═════ Given text ═════

Editor's Pick

I was taught to hate my lesbian neighbors. They took me in anyway.

The summer my parents’ marriage was falling apart, my best friend’s two moms saved me — even though my dad said they were going to Hell.

By Dena Landon
Published at Narratively Human Stories, Boldly Told
Illustration by Vinnie Neuberg

“Hey Penny, is Carrie awake?” I ducked through the screen door, letting it bang shut behind me. The sun had barely crested the Seattle skyline and I was already at my best friends’ house. Her mom, Joy, grabbed a bowl from the cabinets and a box of cereal and set it on the kitchen table. “I’ll go check,” she said. I pulled up a stool and sat down, pouring out the sugary cereal and adding the milk that Penny, Carrie’s other mom, fetched from the fridge.

It was the summer before my mother left my dad. My twelve-year-old self lived in books and fantasy worlds of unicorns and dragons, rather than the real world of dark bruises and a shattered living room lamp, swept up and never discussed. Unlikely friends, proximity brought Carrie and I together more than anything else. We were the only two girls our age in the neighborhood.

My strictly religious family attended church every Sunday morning, worship services on Sunday night, and Wednesday night youth group. I’m not sure if Carrie had ever been to church. Her two mothers, Penny and Joy, lived around the block from my parents’ brick Edwardian house in a small two-story bungalow that they were constantly improving. They played the Indigo Girls on their stereo, danced around their kitchen, and talked about summer solstice as casually as my mother discussed the church bake sale.

I only went back to my house to sleep, escaping out the back door every morning before my dad could catch me. If I slept through my alarm and he hadn’t left yet to meet a client I’d have to stand barefoot in the kitchen and recite my assigned Bible verses for the week, or share with him the prayer requests he required me to write on 3×5 index cards. My mom taught kindergarten, and had the summers off, but while physically present, she wasn’t really there. She moved in a daze through my father’s shouted words and hid for hours in the bathroom, planning the escape she’d execute later that fall.

Every morning I’d show up on Carrie’s doorstep and her mothers took me in. They never asked why I was there, and never told me to go home. They acted like it was perfectly natural to have a second daughter.

═════ Supplied material ═════

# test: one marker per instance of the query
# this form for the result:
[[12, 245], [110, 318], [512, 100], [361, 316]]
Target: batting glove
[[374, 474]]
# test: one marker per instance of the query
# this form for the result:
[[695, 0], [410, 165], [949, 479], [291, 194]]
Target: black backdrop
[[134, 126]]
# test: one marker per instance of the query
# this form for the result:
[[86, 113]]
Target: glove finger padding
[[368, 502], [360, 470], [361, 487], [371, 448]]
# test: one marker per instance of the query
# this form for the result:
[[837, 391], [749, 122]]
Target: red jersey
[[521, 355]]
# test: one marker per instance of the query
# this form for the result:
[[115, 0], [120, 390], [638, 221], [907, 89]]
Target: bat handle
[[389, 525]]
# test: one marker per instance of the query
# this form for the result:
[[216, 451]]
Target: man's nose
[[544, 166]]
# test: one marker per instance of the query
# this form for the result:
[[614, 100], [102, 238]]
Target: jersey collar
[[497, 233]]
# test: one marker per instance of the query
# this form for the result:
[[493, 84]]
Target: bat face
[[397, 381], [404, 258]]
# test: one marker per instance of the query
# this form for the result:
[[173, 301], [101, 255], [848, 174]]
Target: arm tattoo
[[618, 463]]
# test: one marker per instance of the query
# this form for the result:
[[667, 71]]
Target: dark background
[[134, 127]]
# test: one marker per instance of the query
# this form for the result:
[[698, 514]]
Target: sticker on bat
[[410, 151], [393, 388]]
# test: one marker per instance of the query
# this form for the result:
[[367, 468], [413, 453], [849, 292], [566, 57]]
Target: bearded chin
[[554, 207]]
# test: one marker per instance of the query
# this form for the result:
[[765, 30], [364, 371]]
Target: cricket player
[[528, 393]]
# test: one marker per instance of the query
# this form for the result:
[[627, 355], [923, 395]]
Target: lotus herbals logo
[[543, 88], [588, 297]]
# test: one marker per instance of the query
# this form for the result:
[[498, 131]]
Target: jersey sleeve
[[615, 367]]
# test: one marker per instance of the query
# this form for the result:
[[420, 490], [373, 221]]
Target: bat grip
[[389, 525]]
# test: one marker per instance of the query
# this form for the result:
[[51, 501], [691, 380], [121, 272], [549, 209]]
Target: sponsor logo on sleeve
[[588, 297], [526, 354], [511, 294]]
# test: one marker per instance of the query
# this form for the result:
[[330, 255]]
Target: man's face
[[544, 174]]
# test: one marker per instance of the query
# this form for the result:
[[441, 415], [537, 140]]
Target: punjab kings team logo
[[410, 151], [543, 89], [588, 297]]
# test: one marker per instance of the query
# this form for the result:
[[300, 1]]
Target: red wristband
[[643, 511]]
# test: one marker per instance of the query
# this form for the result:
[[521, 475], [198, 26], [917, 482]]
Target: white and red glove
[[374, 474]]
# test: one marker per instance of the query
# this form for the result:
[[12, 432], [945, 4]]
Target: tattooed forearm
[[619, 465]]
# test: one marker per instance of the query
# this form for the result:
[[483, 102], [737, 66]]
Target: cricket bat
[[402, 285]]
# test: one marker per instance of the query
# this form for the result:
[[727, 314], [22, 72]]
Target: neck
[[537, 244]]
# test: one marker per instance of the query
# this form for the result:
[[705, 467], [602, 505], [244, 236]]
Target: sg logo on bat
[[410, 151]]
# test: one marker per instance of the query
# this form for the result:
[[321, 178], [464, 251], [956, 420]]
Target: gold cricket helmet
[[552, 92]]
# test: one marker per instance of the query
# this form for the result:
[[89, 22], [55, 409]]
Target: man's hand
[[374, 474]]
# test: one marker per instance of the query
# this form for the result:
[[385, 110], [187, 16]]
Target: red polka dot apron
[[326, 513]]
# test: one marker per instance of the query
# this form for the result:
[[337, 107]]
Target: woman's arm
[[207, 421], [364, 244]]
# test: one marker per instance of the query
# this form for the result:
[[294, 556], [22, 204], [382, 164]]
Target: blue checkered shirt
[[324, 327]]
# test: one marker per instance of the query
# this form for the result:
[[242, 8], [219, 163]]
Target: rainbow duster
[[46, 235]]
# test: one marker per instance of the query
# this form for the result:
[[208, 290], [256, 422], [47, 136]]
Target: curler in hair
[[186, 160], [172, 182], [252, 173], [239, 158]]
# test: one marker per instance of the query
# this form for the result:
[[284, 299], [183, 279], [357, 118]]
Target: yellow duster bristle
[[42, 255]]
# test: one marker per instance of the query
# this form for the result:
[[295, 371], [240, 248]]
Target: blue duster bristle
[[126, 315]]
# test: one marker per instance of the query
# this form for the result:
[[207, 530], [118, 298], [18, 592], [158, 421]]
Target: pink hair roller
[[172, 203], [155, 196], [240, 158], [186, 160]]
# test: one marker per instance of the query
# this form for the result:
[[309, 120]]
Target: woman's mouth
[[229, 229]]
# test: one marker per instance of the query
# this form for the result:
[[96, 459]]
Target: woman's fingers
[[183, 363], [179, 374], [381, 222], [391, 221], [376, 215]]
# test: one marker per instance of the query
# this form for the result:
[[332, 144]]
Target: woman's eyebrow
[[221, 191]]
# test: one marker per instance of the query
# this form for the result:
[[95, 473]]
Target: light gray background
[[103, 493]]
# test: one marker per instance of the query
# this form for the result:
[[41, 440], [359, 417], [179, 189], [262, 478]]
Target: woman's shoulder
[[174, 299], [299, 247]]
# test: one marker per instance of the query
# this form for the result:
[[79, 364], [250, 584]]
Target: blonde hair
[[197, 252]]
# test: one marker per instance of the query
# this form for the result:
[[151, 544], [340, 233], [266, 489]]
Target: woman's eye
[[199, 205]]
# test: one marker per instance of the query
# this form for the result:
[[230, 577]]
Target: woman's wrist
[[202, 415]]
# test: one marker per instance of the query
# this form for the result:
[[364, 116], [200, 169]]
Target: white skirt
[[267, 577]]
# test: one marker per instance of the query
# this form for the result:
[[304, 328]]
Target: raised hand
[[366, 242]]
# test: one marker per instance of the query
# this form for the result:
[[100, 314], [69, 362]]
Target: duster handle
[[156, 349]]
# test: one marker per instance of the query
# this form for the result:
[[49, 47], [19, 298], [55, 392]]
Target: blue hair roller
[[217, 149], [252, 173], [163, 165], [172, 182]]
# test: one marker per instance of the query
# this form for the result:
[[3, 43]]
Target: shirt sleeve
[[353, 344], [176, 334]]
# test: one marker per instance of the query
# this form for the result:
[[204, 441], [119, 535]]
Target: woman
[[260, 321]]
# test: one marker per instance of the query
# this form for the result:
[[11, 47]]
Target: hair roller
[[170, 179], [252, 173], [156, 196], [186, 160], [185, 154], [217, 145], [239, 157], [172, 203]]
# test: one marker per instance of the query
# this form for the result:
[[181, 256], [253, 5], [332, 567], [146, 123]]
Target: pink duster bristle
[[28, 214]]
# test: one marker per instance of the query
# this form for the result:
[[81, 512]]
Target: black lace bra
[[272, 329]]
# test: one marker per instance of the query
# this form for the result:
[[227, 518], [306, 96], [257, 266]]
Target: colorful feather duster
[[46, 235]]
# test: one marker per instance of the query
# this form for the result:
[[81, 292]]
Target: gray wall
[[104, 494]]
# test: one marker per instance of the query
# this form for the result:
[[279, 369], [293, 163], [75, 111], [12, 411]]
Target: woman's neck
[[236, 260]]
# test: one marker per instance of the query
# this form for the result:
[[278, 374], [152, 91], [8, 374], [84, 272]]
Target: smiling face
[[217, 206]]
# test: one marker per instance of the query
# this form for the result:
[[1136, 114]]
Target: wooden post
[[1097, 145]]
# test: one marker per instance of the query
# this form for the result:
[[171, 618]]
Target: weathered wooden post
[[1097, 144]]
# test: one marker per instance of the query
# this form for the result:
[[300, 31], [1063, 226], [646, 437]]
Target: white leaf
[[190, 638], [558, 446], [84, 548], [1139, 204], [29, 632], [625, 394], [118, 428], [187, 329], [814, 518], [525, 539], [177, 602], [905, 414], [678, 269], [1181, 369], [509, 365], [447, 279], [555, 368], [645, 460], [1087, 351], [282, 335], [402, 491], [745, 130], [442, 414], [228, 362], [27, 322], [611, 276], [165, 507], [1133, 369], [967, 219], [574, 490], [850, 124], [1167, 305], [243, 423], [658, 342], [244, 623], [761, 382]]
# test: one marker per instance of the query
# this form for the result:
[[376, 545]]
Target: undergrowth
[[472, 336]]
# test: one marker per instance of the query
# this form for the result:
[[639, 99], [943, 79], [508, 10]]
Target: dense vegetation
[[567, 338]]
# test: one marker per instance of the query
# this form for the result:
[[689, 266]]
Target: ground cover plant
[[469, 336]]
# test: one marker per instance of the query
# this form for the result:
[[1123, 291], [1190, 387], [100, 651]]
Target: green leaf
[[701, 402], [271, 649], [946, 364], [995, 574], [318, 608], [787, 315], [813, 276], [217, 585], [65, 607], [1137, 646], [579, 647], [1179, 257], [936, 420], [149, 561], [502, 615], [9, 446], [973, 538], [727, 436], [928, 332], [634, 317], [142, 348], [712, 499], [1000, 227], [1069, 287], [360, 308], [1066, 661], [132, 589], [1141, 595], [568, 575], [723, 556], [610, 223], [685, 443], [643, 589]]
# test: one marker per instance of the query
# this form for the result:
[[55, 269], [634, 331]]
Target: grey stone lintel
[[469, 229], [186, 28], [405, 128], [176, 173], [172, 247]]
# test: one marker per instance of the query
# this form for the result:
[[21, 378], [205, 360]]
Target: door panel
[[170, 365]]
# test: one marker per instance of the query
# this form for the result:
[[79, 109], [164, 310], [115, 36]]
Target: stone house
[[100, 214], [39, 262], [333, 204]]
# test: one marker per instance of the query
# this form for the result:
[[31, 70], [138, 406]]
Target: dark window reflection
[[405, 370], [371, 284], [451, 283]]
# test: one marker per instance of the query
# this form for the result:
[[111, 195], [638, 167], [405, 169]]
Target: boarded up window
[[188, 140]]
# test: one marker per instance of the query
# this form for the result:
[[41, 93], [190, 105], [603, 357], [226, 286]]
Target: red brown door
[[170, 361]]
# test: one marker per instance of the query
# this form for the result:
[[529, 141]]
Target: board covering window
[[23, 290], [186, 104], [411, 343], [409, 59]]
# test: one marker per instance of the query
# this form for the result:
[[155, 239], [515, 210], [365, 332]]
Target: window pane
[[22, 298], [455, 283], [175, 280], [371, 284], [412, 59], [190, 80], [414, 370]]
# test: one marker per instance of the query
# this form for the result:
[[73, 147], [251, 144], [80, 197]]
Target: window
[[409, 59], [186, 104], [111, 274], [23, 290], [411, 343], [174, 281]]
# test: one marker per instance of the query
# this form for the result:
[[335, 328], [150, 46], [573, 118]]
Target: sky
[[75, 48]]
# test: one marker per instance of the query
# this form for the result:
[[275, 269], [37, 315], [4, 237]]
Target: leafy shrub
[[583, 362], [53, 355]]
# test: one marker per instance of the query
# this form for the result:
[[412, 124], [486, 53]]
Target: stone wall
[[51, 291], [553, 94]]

═════

Problems to solve -
1. Answer these questions using the essay.
(a) Which city's skyline does the sun rise over in the opening scene?
(b) What grade did the narrator's mother teach?
(c) Which band did Penny and Joy play on their stereo?
2. Lay out the part of the records that opens with their first line and closes with the line containing "[[615, 367]]" as a JSON list of strings, one string per line.

Task results -
1.
(a) Seattle
(b) Kindergarten
(c) The Indigo Girls

2.
[
  "# test: one marker per instance of the query",
  "# this form for the result:",
  "[[12, 245], [110, 318], [512, 100], [361, 316]]",
  "Target: batting glove",
  "[[374, 474]]",
  "# test: one marker per instance of the query",
  "# this form for the result:",
  "[[695, 0], [410, 165], [949, 479], [291, 194]]",
  "Target: black backdrop",
  "[[134, 126]]",
  "# test: one marker per instance of the query",
  "# this form for the result:",
  "[[86, 113]]",
  "Target: glove finger padding",
  "[[368, 502], [360, 470], [361, 487], [371, 448]]",
  "# test: one marker per instance of the query",
  "# this form for the result:",
  "[[837, 391], [749, 122]]",
  "Target: red jersey",
  "[[521, 355]]",
  "# test: one marker per instance of the query",
  "# this form for the result:",
  "[[115, 0], [120, 390], [638, 221], [907, 89]]",
  "Target: bat handle",
  "[[389, 525]]",
  "# test: one marker per instance of the query",
  "# this form for the result:",
  "[[216, 451]]",
  "Target: man's nose",
  "[[544, 166]]",
  "# test: one marker per instance of the query",
  "# this form for the result:",
  "[[614, 100], [102, 238]]",
  "Target: jersey collar",
  "[[497, 233]]",
  "# test: one marker per instance of the query",
  "# this form for the result:",
  "[[493, 84]]",
  "Target: bat face",
  "[[397, 381], [404, 258]]",
  "# test: one marker per instance of the query",
  "# this form for the result:",
  "[[173, 301], [101, 255], [848, 174]]",
  "Target: arm tattoo",
  "[[618, 463]]",
  "# test: one marker per instance of the query",
  "# this form for the result:",
  "[[667, 71]]",
  "Target: dark background",
  "[[134, 127]]",
  "# test: one marker per instance of the query",
  "# this form for the result:",
  "[[698, 514]]",
  "Target: sticker on bat",
  "[[410, 151], [393, 388]]",
  "# test: one marker per instance of the query",
  "# this form for the result:",
  "[[367, 468], [413, 453], [849, 292], [566, 57]]",
  "Target: bearded chin",
  "[[554, 207]]",
  "# test: one marker per instance of the query",
  "# this form for the result:",
  "[[765, 30], [364, 371]]",
  "Target: cricket player",
  "[[528, 393]]",
  "# test: one marker per instance of the query",
  "# this form for the result:",
  "[[627, 355], [923, 395]]",
  "Target: lotus herbals logo",
  "[[543, 88], [588, 297]]",
  "# test: one marker per instance of the query",
  "# this form for the result:",
  "[[498, 131]]",
  "Target: jersey sleeve",
  "[[615, 367]]"
]